WORK INSTRUCTIONS ::
Summarize the article about the Red Embers installation in two sentences.

PASSAGE ::
Red Embers installation at Allan Gardens features work of five OCAD U alumni

 

Thursday, June 20, 2019 - 4:30pm

Red Embers, a public art installation honouring missing and murdered Indigenous women is on display at Toronto’s Allan Gardens. Commissioned featured artists include OCAD U alumni: Catherine Tammaro, Hannah Claus, Hillary Brighthill, Lido Pimienta and Lindsey Lickers.

The artists were chosen along with nine other Indigenous female artists from different parts of the country who were commissioned to be part of the exhibition.

The 13 banners symbolize the 13 Grandmother Moons within the Lunar System. According to the Indigenous tradition, the Grandmother Moon heals those women who have suffered sexual assault or domestic violence.

RECORD SET ::
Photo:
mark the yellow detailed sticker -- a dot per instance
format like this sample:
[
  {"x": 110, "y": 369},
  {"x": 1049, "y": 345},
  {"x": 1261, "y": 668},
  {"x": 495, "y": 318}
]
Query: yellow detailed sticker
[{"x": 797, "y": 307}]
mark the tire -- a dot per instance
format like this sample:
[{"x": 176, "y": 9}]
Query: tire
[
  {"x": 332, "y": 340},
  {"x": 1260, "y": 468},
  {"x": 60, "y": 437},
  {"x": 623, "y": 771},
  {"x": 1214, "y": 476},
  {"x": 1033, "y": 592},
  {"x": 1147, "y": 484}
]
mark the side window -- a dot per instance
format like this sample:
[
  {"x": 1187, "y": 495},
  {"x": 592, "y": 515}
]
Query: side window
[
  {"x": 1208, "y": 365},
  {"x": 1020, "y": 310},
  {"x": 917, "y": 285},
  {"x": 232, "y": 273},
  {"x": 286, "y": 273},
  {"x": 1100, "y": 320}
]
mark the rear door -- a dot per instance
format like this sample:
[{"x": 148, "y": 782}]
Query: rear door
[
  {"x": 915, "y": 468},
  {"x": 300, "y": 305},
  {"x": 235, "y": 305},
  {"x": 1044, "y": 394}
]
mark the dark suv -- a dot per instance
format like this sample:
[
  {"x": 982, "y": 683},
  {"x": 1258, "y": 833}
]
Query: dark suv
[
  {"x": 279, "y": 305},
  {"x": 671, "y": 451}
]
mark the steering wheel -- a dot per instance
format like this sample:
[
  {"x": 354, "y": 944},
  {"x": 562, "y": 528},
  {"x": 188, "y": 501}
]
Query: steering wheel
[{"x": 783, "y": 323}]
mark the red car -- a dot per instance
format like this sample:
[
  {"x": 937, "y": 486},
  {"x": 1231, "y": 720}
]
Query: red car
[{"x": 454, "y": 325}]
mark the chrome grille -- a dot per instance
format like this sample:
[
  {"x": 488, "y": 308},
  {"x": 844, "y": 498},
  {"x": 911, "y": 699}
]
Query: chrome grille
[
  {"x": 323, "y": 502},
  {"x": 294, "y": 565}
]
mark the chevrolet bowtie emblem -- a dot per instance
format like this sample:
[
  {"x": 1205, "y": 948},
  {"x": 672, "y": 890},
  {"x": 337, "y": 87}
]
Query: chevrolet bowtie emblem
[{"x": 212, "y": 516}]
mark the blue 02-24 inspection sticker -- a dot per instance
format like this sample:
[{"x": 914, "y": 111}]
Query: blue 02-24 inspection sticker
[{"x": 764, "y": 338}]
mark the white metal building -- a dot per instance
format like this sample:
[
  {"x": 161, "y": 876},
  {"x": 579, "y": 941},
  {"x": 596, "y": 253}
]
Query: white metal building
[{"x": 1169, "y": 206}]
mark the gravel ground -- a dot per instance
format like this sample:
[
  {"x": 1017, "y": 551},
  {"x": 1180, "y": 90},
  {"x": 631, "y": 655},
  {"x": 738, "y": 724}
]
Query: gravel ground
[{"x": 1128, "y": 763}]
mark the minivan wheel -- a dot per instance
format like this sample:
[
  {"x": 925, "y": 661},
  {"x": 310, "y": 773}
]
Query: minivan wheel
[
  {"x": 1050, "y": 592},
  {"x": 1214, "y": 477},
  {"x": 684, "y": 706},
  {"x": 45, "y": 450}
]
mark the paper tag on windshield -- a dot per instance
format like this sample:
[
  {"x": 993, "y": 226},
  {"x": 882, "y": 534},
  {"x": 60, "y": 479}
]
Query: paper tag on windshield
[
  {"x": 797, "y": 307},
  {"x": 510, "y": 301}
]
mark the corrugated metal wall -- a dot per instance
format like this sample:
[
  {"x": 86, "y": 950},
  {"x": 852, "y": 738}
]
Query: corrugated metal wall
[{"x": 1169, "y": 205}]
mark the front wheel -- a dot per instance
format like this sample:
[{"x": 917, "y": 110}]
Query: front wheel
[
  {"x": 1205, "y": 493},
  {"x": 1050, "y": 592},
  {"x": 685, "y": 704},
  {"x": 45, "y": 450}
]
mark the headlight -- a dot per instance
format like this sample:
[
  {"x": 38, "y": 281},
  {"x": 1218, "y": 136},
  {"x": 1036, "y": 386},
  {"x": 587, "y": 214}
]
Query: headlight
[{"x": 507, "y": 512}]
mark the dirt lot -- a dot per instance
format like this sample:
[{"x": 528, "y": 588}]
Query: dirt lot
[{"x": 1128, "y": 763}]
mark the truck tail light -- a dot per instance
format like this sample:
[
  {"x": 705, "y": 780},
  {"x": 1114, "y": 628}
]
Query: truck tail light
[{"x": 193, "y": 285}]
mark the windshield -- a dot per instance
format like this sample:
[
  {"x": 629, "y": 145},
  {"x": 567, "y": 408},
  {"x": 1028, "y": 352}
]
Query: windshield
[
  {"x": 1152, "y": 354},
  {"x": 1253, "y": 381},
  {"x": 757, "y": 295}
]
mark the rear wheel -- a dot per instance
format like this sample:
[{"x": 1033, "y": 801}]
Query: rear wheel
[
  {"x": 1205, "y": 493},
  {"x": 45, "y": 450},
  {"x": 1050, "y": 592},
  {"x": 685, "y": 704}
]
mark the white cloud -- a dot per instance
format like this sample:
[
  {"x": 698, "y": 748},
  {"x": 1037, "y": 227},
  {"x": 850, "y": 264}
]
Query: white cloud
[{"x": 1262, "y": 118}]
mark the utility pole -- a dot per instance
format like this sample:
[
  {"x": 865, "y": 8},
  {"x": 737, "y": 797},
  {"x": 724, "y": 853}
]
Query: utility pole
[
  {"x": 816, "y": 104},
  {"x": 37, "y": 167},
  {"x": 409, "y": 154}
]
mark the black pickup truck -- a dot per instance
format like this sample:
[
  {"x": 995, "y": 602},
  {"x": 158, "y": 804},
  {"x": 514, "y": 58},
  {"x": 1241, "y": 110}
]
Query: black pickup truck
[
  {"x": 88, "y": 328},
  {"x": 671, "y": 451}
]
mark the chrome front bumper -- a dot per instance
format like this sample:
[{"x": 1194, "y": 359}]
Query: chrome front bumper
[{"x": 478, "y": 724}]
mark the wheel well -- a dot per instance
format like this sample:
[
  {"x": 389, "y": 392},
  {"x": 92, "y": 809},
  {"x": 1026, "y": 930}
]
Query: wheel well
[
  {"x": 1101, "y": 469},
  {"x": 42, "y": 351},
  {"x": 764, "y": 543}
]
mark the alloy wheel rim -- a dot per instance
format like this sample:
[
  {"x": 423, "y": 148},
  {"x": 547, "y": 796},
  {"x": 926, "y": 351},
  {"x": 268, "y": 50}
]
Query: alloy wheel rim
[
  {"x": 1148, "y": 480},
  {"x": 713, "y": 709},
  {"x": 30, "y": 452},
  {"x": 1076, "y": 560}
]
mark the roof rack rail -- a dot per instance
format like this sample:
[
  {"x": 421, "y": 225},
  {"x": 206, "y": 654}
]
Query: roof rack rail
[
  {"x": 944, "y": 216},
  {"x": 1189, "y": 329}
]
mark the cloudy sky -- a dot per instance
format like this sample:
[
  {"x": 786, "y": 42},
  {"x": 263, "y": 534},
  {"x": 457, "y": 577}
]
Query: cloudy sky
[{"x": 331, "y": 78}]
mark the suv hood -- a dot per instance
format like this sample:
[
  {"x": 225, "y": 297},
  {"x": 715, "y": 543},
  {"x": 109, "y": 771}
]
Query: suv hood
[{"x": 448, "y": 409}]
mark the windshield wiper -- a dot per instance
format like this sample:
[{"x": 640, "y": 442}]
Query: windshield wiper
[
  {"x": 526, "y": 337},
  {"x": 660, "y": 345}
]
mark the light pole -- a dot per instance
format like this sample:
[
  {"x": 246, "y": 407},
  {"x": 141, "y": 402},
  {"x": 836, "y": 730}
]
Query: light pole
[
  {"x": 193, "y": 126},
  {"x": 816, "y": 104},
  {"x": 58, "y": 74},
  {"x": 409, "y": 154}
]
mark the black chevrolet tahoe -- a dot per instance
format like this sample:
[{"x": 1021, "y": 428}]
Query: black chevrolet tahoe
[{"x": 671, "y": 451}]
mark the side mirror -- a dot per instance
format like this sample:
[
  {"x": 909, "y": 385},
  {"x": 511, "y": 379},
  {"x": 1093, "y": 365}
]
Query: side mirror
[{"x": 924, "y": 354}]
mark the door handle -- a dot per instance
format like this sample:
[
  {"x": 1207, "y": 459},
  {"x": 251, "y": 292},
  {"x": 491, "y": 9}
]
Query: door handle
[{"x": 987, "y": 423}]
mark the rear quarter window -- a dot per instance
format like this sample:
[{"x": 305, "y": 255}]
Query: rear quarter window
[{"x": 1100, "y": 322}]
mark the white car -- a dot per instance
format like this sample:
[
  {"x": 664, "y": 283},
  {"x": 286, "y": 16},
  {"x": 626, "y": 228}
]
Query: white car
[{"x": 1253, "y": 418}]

ANSWER TO THE PROBLEM ::
Red Embers, a public art installation honoring missing and murdered Indigenous women, is on display at Toronto's Allan Gardens. Its commissioned artists include the OCAD U alumni Catherine Tammaro, Hannah Claus, Hillary Brighthill, Lido Pimienta and Lindsey Lickers, and its 13 banners symbolize the 13 Grandmother Moons, which in Indigenous tradition heal women who have suffered sexual assault or domestic violence.